- TEXT BLOCK
This makes the Merchant House something of a contrast to his previous kitchen at Gidleigh Park, where he was Michael Caines's predecessor. "I came here eight years ago and some people thought I was going into semi-retirement," Hill says. "I imagine some still think that's the case. Well, the truth is that I've never worked so hard. The quantity of jobs in relation to the menu doesn't diminish. Anja makes the bread and the majority of the puddings, but the rest is down to me."

Complete control There is an enormous upside to this self-reliance. It means that he has complete control over the quality of the cooking, and a degree of independence rarely found in a Michelin-starred kitchen. "It means I have only myself to blame, which is a bit frustrating," he says. "I don't have the option of being stern with a commis or bawling at the kitchen porter."

It means no recruitment problems, either, which is another potential headache eliminated. "Getting crew can be desperately difficult, but fortunately I'm sheltered from all that," he says. "The problem is that there is a tendency to think the job is just about arranging things on a plate, and there is much less enthusiasm for doing the washing-up. That is perceived as something students do for a bit of extra cash."

Washer-up is another of his regular guises. He may be celebrated by the guides, acclaimed by the critics and revered by other chefs, but he sees nothing odd about donning the Marigolds at the end of service. "I'm still here and there's little else to do at that point, so I might as well do it," he says. "It's as simple as that."

Surely there can be few better lessons than that on how to make it small in the restaurant business.

From the House's mouth

How to raise the cash
Raising cash for any catering business provokes grim responses from those on the lending side of things but eventually - and provided there is some collateral for your borrowings, such as a lease or freehold to sell if things go wrong - you will get the money.

This may seem the problem but it isn't. The problem is paying back the borrowings later on. Borrow only for what's essential, and leave buying the rest for a time when you have cash generated by your trade.

- INFORMATION SUPPLIED
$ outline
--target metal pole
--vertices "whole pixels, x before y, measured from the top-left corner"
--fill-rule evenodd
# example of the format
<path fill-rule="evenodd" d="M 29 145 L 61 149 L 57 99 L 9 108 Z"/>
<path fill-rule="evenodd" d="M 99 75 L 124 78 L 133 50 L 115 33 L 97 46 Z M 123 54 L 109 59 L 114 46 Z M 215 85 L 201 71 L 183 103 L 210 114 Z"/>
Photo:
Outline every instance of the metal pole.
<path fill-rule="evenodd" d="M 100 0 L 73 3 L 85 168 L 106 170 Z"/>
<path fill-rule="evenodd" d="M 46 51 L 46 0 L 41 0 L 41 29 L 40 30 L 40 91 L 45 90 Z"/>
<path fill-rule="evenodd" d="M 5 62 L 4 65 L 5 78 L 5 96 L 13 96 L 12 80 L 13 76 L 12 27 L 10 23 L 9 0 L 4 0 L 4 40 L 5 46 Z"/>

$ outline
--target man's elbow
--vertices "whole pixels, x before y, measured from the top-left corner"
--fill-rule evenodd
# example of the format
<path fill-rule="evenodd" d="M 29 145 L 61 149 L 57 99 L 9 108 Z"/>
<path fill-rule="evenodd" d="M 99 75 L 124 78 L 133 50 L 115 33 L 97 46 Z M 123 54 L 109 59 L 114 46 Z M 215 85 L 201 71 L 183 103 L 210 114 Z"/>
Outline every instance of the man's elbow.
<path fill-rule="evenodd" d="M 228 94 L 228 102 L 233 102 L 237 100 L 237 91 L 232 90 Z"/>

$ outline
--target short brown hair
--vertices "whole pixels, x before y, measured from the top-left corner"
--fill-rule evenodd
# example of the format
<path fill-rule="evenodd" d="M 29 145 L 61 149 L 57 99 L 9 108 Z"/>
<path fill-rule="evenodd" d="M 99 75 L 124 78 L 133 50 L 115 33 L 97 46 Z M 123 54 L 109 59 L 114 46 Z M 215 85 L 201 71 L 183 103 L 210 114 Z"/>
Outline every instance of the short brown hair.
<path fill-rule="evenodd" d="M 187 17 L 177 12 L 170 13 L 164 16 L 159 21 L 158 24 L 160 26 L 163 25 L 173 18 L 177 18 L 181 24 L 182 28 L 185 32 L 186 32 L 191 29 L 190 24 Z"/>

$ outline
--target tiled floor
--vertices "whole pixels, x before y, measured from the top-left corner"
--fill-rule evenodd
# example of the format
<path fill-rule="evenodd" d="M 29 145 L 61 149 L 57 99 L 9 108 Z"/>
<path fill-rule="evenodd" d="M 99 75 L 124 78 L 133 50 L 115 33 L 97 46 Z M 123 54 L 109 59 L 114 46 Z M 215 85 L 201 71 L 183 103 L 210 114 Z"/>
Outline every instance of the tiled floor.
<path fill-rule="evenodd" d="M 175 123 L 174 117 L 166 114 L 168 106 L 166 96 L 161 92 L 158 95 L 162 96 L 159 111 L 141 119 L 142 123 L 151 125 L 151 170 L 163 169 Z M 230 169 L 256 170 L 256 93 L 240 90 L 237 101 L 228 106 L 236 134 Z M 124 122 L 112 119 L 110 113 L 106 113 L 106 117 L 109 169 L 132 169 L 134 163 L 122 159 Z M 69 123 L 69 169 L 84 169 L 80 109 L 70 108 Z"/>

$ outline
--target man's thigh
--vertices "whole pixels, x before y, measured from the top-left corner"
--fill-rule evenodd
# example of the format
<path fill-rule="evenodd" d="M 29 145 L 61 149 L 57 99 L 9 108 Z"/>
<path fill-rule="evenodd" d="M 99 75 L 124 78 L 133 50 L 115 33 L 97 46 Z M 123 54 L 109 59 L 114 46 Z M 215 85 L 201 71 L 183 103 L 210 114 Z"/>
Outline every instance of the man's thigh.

* * *

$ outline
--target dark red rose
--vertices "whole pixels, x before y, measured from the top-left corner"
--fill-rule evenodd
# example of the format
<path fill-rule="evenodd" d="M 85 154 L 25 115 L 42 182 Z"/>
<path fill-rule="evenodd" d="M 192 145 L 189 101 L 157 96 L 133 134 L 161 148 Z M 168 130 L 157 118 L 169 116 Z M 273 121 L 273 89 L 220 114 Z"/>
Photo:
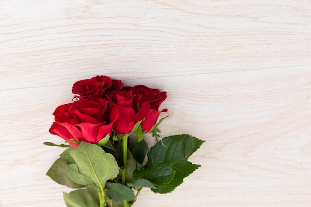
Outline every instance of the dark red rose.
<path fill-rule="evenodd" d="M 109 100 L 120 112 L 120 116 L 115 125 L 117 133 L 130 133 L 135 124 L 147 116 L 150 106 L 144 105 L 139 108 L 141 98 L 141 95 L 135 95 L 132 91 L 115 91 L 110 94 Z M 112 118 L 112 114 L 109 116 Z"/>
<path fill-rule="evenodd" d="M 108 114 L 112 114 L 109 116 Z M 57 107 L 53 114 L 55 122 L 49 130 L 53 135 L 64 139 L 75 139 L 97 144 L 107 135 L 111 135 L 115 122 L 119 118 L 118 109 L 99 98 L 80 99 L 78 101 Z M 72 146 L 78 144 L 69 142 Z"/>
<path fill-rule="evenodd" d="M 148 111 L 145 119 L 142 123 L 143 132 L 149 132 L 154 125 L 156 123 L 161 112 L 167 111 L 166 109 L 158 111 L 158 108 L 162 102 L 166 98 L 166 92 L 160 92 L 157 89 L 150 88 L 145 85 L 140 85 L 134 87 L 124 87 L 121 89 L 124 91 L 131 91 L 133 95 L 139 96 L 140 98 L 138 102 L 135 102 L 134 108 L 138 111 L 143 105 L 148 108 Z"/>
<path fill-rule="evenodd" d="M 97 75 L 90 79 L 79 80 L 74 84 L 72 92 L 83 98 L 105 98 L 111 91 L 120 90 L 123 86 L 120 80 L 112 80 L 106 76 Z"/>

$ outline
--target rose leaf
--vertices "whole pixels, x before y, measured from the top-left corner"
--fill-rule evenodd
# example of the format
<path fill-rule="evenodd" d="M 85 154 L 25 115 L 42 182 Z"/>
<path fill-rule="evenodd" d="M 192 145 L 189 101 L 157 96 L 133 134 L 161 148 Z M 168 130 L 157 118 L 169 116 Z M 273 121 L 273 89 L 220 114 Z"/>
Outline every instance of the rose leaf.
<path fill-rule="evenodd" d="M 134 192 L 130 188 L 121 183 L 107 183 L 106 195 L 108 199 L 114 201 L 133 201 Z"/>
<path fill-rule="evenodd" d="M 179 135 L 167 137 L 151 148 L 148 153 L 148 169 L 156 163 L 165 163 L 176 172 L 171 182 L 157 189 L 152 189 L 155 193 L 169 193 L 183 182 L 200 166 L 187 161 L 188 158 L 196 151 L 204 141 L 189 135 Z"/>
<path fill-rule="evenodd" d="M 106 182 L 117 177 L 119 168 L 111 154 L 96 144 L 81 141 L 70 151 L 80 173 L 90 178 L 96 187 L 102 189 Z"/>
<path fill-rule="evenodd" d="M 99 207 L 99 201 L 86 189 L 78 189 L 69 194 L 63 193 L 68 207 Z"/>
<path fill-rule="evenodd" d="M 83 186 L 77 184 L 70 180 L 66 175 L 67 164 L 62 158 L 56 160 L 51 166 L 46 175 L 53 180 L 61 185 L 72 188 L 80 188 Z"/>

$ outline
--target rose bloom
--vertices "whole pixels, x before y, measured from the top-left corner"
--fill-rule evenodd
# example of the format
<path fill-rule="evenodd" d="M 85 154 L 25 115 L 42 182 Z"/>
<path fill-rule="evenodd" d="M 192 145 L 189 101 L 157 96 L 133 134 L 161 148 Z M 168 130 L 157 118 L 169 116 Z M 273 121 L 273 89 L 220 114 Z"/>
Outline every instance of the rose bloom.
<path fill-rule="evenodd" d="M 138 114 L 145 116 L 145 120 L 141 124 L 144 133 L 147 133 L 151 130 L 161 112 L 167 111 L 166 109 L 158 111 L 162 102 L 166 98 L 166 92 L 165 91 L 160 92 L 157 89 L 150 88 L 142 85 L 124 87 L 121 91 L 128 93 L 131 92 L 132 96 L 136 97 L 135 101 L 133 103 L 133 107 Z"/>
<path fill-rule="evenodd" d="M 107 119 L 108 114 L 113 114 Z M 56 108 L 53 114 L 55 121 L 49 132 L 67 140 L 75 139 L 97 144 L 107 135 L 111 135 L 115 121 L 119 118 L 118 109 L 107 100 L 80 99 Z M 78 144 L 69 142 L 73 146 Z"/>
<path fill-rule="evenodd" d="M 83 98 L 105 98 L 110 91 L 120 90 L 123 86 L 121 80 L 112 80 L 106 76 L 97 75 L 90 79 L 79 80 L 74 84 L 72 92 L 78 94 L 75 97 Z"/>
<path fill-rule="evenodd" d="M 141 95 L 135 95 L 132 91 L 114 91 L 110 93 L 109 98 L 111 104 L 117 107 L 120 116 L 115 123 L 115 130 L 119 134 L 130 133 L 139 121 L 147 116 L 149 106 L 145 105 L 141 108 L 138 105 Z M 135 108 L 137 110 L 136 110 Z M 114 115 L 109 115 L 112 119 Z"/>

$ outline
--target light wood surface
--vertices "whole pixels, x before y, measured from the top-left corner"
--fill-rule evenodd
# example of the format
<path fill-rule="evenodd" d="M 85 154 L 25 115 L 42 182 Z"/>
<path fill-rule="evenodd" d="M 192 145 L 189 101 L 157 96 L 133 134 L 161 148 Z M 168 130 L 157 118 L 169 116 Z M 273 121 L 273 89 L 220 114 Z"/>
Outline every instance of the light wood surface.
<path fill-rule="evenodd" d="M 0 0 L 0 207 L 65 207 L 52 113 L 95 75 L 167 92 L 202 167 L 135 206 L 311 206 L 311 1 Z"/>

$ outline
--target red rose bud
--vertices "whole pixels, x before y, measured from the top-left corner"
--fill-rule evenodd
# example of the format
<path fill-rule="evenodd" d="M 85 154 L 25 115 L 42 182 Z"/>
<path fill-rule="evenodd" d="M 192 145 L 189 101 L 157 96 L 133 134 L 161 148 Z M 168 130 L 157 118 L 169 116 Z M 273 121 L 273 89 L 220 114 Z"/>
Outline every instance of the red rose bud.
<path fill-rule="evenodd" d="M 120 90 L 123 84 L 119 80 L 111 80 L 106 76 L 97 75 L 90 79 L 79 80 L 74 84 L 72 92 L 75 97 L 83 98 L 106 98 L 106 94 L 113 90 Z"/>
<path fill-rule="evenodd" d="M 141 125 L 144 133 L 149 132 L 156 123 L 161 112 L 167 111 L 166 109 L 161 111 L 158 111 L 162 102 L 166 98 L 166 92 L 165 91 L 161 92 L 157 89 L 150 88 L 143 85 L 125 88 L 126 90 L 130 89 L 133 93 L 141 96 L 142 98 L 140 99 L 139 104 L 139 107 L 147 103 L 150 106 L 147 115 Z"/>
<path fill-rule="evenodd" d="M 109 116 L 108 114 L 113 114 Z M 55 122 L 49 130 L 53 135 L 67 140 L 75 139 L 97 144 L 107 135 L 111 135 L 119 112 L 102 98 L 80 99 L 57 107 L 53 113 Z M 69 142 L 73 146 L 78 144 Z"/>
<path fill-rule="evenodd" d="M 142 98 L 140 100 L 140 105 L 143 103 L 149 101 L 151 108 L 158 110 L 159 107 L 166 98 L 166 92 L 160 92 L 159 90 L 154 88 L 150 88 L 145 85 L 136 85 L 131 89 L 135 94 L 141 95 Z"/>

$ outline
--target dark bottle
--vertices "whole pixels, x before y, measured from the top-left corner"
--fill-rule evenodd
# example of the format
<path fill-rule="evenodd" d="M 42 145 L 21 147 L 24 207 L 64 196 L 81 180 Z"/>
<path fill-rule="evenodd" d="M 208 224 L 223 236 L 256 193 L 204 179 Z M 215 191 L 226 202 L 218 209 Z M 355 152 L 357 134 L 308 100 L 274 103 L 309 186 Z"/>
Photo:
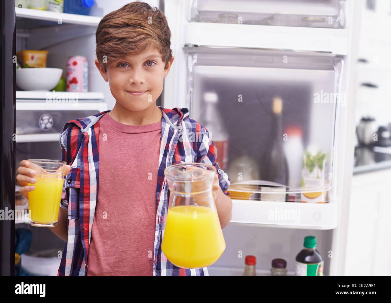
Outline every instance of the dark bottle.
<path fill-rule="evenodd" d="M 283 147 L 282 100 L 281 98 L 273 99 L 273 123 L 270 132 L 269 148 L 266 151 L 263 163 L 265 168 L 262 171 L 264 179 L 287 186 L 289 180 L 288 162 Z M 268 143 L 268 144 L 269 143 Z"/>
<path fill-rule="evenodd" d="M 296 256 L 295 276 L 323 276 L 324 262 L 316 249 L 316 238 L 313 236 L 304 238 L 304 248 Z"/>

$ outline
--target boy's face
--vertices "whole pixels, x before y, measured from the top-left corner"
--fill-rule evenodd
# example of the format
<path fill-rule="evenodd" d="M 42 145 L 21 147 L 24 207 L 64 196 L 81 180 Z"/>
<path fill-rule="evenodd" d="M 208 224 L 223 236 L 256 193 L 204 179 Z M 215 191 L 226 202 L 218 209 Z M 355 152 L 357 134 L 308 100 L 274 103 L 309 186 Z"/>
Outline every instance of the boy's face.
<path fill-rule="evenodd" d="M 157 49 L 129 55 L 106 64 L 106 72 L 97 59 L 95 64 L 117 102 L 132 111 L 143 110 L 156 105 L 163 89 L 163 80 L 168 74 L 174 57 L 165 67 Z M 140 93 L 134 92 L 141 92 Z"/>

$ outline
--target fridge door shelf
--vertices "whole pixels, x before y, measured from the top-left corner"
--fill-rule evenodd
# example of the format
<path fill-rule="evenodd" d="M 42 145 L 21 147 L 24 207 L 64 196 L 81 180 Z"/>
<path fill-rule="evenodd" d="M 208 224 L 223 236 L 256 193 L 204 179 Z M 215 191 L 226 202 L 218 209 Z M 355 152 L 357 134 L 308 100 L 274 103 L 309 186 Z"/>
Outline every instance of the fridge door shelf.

- WHAT IS EXPECTED
Update everything in the Merchant House article from "How to raise" down to "get the money.", putting "security" in place of "collateral".

- EXERCISE ANSWER
How to raise the cash
Raising cash for any catering business provokes grim responses from those on the lending side of things but eventually - and provided there is some security for your borrowings, such as a lease or freehold to sell if things go wrong - you will get the money.